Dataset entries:
----------------

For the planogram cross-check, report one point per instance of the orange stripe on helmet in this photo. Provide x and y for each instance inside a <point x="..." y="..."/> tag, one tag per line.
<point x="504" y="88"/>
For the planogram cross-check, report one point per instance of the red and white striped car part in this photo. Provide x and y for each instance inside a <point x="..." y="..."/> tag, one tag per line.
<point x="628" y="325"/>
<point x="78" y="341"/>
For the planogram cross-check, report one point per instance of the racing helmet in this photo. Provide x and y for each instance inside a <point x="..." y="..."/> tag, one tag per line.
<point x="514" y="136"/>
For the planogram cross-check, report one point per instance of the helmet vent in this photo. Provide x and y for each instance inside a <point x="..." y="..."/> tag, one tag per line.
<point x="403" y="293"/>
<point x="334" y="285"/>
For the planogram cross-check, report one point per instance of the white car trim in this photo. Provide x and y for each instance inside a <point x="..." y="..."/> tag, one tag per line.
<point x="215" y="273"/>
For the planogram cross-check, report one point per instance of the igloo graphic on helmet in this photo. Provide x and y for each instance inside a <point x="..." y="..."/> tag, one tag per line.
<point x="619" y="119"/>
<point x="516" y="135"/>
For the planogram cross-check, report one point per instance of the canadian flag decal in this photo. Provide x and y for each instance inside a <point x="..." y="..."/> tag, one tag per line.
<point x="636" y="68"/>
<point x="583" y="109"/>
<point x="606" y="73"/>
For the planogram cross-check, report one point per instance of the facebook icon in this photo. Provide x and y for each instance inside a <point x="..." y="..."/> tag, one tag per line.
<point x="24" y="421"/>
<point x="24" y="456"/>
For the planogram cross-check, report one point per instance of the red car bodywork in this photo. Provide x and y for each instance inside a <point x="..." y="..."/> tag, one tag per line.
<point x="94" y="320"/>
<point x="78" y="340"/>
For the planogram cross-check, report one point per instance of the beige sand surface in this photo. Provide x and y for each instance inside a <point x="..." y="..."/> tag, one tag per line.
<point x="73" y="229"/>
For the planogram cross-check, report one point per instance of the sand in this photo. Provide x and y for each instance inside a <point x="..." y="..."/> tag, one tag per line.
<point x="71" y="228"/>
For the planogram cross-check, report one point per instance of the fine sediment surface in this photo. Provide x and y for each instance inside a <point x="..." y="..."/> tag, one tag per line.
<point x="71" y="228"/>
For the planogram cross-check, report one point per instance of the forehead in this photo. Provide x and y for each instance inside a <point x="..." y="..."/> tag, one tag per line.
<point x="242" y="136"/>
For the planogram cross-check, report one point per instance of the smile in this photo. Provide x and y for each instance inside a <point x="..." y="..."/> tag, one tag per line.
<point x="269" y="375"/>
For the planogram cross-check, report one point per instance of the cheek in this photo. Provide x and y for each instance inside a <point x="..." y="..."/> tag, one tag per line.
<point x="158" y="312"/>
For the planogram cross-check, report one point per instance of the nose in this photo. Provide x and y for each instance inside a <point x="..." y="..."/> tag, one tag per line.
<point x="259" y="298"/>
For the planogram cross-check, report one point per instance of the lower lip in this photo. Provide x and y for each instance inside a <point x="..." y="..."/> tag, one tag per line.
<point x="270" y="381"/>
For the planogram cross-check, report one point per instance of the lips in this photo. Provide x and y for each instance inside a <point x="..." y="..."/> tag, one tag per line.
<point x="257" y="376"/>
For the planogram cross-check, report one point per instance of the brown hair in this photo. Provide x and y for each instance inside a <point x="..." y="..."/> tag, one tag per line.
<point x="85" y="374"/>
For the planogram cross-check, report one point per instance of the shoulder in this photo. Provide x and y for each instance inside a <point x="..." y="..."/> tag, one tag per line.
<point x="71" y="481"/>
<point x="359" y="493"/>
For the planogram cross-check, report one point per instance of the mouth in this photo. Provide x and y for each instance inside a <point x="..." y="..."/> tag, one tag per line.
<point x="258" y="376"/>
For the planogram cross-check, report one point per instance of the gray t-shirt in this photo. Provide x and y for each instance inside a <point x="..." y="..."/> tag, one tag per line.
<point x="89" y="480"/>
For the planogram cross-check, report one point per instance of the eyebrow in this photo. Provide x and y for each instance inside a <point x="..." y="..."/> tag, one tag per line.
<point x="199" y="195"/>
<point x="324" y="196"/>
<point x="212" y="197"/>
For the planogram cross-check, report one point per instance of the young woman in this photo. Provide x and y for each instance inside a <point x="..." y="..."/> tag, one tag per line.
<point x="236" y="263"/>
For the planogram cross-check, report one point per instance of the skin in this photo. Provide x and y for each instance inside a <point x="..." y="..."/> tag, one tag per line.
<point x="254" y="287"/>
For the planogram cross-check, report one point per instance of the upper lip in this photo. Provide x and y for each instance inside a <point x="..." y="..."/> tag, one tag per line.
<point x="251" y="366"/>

----------------

Directions: Repeat all the records. Match each line exactly.

Exercise answer:
For the planogram cross-check, report one point per instance of the orange stripe on helmet in this photo. Provide x and y for each instance inside a <point x="..." y="..."/> tag, one tag per line.
<point x="504" y="88"/>
For the planogram cross-check, report one point per instance of the red and white striped car part in this photo. Provide x and y for each instance inside a <point x="..." y="..."/> tag, one tag per line.
<point x="628" y="325"/>
<point x="78" y="341"/>
For the planogram cross-check, report one point per instance of the racing helmet in this photo. Provide x and y for each instance inside a <point x="..." y="..."/> tag, one tag per line.
<point x="514" y="136"/>
For the planogram cross-check, report one point per instance of the helmet vent in this photo. Provide x and y for each instance inside a <point x="..." y="..."/> tag, one tag per line.
<point x="403" y="293"/>
<point x="334" y="285"/>
For the planogram cross-check, report one point per instance of the white car trim in this photo. Provide x and y for each instance inside a <point x="..." y="..."/> tag, one tag per line.
<point x="215" y="273"/>
For the planogram cross-check, report one point per instance of the igloo graphic on helmet in this photo. Provide x and y for each instance inside a <point x="..." y="..."/> tag, one tag per line.
<point x="619" y="119"/>
<point x="516" y="135"/>
For the planogram cross-check, report one point per instance of the canadian flag decal in this photo. Provide x and y for each instance inside a <point x="..." y="..."/> tag, one tag per line.
<point x="636" y="68"/>
<point x="583" y="109"/>
<point x="606" y="73"/>
For the planogram cross-check, report one point per instance of the facebook icon in this photo. Provide x and y for each instance inside a <point x="..." y="..."/> tag, one tag per line.
<point x="24" y="421"/>
<point x="24" y="456"/>
For the planogram cross-check, report one point per instance of the red car bodywork in this photo. Provide x and y for each instance inside a <point x="..." y="..."/> tag, one tag per line.
<point x="94" y="320"/>
<point x="78" y="340"/>
For the planogram cross-check, report one point per instance of the beige sand surface in this photo. Provide x and y for each instance inside a <point x="..." y="..."/> tag, one tag per line.
<point x="73" y="229"/>
For the planogram cross-check, report one point per instance of the sand in this photo. Provide x and y for each instance inside a <point x="..." y="..."/> tag, one tag per line.
<point x="71" y="228"/>
For the planogram cross-check, report one point per instance of the fine sediment surface in this photo. Provide x and y for each instance inside a <point x="..." y="..."/> tag, one tag per line.
<point x="71" y="228"/>
For the planogram cross-check, report one point per instance of the forehead in this photo. Provide x and y for each instance inside a <point x="..." y="..."/> tag, one tag per line.
<point x="242" y="136"/>
For the planogram cross-check, report one point per instance of the smile in this photo. Provide x and y for each instance inside a <point x="..." y="..."/> tag, one tag per line.
<point x="269" y="375"/>
For the planogram cross-check, report one point per instance of the cheek in this photo. Provide x and y for each instance inside a <point x="..." y="..."/> tag, one tag per line.
<point x="158" y="312"/>
For the planogram cross-check, report one point per instance of the nose in this photo. Provide x and y for each instance inside a <point x="..." y="..."/> tag, one tag per line.
<point x="259" y="298"/>
For the planogram cross-check, report one point per instance of the lower lip in this photo. Provide x and y for each instance inside a <point x="..." y="..."/> tag, one tag per line.
<point x="270" y="381"/>
For the planogram cross-check, report one point per instance of the lips in this photo. Provide x and y for each instance inside a <point x="..." y="..."/> tag, one tag per line.
<point x="257" y="376"/>
For the planogram cross-check, report one point per instance of the brown hair in this photo. Provide x and y for each instance inside a <point x="..." y="..."/> tag, one tag per line.
<point x="85" y="374"/>
For the planogram cross-check, report one point per instance of the shoulder in this photo. Provide x and y for each instance inside a <point x="..." y="..."/> tag, one tag per line.
<point x="71" y="481"/>
<point x="359" y="493"/>
For the planogram cross-check, report one point per instance of the mouth in this photo. Provide x and y for each instance inside a <point x="..." y="..."/> tag, one tag per line.
<point x="258" y="376"/>
For the planogram cross-check, report one point per instance of the gray t-shirt in this photo. Provide x and y for each instance inside a <point x="..." y="..."/> tag, one tag per line.
<point x="89" y="480"/>
For the planogram cross-check, report one point per instance of the eyebrow in this photo. Provide x and y for each instance inside a <point x="..." y="..."/> tag, one tag per line.
<point x="199" y="195"/>
<point x="324" y="196"/>
<point x="212" y="197"/>
For the planogram cross-check, report one point per instance of the young woman in this photo. Provide x and y for each instance inside a <point x="..." y="..."/> tag, one tag per line.
<point x="236" y="263"/>
For the planogram cross-check, report one point per instance of the skin in this photo. Provide x and y for each instance inside a <point x="..." y="..."/> tag, one tag per line.
<point x="254" y="287"/>
For the planogram cross-check, report one point per instance of the upper lip in this photo. Provide x and y for each instance inside a <point x="..." y="..."/> tag, one tag per line.
<point x="251" y="366"/>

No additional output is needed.